§ Task description:
Which lines in the items below contain the word "with"? Show each of those lines in full.

§

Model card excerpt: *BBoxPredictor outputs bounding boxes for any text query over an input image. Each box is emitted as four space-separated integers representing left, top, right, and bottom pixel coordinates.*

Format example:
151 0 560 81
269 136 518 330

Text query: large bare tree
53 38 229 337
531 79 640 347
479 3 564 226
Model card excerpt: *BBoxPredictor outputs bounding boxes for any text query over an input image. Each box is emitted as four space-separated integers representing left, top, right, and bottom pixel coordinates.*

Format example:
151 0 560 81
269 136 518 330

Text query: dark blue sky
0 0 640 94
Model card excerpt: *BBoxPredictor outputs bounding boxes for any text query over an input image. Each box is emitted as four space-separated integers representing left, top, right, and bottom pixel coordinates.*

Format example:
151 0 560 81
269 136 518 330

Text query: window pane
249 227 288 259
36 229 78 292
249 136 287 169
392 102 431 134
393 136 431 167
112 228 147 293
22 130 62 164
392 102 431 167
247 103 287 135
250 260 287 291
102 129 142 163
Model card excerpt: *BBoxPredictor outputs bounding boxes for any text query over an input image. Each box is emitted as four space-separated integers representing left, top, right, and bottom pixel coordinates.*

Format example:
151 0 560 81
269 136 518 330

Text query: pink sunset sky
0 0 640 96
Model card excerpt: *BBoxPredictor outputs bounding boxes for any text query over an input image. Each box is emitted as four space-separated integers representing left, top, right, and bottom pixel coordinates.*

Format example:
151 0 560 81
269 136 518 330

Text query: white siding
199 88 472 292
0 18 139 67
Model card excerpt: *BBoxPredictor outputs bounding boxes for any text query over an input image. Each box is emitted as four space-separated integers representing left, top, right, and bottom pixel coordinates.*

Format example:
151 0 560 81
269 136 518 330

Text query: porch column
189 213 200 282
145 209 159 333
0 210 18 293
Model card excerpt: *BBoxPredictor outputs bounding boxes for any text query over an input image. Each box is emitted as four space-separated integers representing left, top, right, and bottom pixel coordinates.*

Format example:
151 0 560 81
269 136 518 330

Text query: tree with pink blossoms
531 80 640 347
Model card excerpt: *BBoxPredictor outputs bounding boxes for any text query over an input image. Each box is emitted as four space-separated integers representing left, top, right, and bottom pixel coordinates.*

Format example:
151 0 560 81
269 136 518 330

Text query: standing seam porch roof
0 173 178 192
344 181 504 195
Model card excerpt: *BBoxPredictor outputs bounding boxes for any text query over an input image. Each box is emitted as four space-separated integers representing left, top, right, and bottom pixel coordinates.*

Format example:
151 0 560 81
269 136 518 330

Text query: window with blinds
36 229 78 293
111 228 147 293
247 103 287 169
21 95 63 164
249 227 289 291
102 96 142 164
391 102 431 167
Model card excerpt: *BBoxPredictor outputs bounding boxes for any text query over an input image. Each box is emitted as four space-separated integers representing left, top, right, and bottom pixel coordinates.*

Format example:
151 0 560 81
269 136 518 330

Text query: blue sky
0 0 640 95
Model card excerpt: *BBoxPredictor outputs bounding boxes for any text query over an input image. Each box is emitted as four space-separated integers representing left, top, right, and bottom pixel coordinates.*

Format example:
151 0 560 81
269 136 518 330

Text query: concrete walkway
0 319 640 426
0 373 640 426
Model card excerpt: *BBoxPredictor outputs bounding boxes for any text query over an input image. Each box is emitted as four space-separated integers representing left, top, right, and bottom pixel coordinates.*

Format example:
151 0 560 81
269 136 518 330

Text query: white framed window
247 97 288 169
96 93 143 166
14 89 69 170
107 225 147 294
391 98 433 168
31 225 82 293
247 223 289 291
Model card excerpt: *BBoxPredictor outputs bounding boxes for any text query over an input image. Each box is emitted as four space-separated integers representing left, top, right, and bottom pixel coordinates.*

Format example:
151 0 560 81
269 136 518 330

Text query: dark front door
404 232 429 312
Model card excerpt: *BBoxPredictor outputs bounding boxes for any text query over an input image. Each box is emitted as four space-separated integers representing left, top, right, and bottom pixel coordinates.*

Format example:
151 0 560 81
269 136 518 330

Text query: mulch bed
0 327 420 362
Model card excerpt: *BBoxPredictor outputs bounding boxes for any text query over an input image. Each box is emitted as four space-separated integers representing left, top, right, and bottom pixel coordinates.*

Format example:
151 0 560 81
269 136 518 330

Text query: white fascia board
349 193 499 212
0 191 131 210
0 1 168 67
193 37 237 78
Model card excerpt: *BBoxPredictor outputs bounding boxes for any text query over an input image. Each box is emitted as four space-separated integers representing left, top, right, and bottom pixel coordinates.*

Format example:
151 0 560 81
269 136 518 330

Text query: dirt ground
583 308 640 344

§

§ Final result:
Text query: tree with pink blossoms
Text query: window with blinds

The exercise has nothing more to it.